→ **WORK REQUEST**:
Reproduce, exactly and in full, only the lines below from the one containing "of the shrub" through the one containing "of the dense".

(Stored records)
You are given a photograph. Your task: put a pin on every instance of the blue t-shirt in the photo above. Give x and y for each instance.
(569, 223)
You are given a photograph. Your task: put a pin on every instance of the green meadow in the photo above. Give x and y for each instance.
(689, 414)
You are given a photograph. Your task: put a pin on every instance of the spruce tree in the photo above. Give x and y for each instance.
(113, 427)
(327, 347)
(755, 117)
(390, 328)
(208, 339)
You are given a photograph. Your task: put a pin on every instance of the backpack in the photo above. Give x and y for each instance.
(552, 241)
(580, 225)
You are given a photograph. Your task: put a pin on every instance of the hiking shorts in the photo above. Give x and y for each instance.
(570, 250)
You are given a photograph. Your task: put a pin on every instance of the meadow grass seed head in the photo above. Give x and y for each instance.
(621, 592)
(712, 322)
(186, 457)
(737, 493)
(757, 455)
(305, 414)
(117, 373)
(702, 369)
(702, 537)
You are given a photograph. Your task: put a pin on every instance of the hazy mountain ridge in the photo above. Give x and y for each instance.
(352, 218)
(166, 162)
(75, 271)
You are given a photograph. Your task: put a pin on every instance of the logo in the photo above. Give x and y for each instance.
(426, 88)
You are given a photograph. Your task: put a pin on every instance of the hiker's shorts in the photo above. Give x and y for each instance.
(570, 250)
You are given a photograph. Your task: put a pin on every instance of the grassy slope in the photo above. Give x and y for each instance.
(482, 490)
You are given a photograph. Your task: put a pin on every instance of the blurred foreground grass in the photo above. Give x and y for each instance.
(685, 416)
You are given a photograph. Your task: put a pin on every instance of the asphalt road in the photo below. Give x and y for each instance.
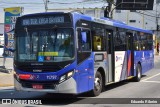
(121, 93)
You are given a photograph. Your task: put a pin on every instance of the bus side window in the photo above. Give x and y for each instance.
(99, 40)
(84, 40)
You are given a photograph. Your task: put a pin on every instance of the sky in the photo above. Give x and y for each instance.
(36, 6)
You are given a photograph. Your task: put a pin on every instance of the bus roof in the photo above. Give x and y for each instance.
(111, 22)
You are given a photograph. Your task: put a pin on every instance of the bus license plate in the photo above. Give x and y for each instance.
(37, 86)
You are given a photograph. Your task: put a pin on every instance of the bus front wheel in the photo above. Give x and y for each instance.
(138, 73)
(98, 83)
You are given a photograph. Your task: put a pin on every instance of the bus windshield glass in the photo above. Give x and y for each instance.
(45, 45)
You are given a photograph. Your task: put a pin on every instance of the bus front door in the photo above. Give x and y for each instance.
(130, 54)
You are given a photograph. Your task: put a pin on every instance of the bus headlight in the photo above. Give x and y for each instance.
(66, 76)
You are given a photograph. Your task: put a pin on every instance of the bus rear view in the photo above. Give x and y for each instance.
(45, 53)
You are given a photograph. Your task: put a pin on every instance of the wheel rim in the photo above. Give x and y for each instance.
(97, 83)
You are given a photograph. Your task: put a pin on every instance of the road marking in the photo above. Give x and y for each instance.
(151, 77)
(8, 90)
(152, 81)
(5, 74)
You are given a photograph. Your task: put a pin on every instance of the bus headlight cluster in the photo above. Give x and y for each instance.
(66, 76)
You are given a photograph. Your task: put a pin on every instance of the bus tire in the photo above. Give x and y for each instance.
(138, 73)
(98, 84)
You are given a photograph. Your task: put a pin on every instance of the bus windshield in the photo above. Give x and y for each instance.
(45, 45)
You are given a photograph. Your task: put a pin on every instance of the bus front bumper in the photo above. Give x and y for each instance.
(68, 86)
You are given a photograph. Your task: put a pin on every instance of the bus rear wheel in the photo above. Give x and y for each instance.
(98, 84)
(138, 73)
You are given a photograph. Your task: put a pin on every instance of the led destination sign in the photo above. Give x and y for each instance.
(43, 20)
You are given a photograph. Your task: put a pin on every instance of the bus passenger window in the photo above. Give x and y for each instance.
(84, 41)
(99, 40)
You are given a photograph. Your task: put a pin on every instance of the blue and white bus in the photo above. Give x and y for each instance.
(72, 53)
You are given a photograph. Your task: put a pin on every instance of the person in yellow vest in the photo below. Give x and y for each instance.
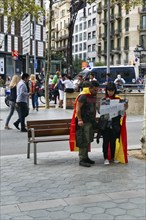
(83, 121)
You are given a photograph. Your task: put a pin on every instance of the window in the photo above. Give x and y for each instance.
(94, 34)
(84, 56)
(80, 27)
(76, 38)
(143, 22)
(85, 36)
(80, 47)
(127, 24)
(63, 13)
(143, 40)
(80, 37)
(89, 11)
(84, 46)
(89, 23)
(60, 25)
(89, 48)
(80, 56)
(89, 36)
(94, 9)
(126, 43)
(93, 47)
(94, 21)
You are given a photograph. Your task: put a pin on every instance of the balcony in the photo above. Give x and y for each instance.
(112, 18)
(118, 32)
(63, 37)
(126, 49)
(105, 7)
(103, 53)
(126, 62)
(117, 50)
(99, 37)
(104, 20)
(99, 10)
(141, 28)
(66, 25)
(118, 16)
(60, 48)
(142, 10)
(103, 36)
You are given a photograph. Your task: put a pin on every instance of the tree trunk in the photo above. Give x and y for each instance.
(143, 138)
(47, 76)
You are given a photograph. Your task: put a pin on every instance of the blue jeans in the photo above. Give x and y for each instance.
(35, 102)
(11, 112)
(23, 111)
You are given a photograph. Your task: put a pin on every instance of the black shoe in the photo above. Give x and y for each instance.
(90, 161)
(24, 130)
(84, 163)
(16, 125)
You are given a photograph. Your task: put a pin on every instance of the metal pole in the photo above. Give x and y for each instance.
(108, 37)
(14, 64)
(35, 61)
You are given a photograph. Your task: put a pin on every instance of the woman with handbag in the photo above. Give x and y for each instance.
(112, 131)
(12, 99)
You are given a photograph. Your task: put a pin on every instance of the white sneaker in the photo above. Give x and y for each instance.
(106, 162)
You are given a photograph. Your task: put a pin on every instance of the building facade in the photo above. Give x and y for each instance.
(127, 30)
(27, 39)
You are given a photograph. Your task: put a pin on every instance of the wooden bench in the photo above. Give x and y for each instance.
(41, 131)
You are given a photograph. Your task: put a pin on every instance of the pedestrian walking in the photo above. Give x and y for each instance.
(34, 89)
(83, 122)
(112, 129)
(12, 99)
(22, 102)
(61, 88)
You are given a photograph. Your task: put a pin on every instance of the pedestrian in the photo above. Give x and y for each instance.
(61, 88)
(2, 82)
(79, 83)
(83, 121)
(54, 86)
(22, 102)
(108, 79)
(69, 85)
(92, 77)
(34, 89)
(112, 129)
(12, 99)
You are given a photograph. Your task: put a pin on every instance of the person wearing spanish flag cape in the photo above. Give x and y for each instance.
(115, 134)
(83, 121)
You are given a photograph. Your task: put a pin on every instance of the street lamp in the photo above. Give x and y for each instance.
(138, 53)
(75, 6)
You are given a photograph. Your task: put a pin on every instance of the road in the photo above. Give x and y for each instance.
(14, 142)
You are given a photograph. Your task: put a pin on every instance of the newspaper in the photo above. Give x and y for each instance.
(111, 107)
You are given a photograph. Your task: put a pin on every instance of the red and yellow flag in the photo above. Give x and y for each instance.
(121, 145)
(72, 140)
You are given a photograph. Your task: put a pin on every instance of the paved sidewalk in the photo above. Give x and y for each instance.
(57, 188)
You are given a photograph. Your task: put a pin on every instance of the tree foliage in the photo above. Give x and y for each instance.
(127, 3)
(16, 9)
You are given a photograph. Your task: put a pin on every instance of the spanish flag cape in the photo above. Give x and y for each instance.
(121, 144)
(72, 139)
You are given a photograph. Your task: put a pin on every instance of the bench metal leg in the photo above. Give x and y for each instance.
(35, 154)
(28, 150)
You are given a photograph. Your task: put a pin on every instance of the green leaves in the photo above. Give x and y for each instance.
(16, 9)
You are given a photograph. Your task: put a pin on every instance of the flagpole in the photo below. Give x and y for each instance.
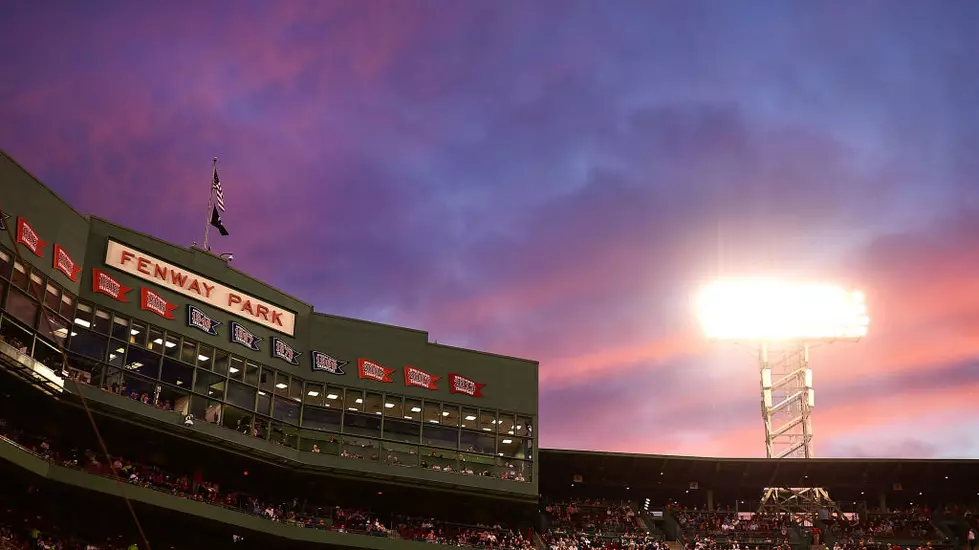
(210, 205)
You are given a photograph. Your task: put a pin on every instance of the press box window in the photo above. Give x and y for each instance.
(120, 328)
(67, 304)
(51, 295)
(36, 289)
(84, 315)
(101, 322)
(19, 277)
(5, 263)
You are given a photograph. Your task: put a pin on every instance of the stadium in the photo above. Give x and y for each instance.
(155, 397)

* * *

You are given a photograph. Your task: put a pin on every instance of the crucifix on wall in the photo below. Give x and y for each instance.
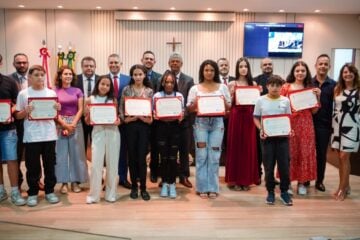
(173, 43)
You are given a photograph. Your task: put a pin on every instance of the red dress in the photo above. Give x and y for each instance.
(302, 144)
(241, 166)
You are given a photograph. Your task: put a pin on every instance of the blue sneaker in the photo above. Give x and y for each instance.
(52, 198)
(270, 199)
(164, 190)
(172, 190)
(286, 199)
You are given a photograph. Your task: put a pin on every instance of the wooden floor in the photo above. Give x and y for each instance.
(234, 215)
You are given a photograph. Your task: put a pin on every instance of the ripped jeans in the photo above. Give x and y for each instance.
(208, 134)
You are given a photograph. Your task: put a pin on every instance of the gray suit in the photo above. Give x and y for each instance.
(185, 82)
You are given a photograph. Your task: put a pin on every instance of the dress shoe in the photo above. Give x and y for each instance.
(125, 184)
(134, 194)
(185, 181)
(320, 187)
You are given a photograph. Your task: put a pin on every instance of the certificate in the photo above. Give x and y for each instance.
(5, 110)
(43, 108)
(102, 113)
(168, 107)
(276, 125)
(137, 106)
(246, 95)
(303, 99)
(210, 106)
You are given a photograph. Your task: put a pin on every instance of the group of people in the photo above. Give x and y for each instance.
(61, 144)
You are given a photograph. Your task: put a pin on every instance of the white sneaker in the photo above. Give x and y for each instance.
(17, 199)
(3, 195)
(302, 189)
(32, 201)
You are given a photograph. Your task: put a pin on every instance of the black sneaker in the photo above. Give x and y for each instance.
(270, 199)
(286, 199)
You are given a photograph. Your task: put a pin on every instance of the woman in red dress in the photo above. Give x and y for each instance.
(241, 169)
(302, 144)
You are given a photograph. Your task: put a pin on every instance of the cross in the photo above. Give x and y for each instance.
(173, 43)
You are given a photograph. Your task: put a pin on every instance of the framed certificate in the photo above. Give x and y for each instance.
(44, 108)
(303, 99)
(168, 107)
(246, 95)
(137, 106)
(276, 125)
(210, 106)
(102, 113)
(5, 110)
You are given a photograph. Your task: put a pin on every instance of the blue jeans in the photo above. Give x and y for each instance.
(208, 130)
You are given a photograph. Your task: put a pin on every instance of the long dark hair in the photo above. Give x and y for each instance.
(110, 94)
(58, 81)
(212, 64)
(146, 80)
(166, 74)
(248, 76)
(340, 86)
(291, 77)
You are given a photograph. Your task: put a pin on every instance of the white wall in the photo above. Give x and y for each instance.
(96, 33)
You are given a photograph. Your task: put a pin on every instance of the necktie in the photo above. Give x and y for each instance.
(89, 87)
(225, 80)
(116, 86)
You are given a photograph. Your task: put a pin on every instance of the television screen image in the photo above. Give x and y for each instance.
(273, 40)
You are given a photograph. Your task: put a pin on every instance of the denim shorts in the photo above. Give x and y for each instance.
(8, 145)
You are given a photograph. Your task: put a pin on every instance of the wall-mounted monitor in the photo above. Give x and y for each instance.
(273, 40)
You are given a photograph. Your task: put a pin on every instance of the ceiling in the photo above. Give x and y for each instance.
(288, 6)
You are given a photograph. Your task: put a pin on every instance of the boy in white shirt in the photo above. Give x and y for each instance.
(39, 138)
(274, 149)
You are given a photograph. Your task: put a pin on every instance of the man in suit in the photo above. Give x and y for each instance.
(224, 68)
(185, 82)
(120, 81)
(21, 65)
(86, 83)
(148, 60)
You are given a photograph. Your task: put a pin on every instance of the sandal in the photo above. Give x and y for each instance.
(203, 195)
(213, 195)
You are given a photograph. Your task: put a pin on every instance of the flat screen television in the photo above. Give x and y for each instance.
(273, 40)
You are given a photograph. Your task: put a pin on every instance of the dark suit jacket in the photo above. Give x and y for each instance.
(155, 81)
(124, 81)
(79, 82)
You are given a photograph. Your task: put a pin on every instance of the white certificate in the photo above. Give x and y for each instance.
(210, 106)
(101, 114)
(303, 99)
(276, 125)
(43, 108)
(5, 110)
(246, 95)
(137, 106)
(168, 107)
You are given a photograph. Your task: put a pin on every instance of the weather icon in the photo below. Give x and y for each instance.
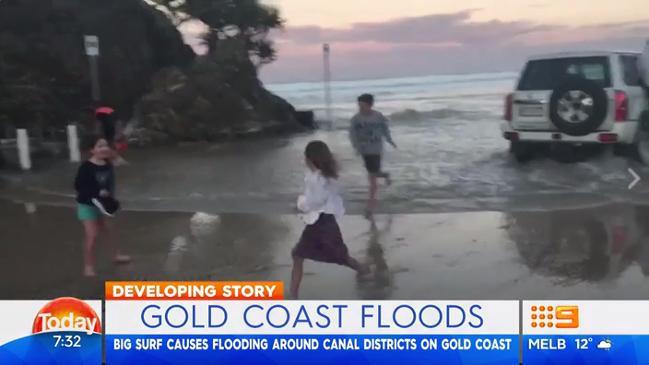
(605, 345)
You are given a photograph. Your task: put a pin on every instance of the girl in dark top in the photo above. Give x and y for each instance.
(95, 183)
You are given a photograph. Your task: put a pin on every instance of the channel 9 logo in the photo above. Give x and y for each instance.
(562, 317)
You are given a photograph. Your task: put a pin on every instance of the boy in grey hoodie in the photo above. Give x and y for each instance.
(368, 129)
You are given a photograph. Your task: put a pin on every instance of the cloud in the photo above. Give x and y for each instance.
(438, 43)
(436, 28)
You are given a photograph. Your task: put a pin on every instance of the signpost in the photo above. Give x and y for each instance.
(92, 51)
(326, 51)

--

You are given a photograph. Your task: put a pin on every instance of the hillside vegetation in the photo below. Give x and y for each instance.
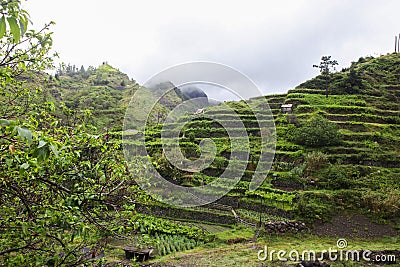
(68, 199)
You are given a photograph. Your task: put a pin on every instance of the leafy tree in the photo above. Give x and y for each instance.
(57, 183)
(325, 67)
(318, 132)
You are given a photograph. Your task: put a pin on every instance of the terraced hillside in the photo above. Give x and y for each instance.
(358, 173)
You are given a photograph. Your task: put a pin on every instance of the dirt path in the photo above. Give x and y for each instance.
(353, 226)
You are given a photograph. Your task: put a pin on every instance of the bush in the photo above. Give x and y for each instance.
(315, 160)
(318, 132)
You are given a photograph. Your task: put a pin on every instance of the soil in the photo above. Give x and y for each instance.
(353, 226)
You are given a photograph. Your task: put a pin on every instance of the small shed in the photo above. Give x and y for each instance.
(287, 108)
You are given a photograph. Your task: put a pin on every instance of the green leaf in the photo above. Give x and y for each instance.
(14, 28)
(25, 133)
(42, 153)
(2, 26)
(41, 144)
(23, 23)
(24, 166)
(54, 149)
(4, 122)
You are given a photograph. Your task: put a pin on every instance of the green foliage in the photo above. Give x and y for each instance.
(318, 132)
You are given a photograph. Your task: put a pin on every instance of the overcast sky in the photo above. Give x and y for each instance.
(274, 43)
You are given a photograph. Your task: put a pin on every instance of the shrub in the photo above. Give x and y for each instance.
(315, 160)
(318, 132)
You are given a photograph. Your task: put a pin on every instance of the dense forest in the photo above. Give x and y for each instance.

→ **RESULT FOR THIS TASK**:
You are given a photograph. Your task: put a pin on every instance of the shrub in the photo above. Give x and y for each instance.
(315, 160)
(318, 132)
You are given a photograph. Your task: put a pin on every instance of the dense forest in the photo above. Give x and y for each instance.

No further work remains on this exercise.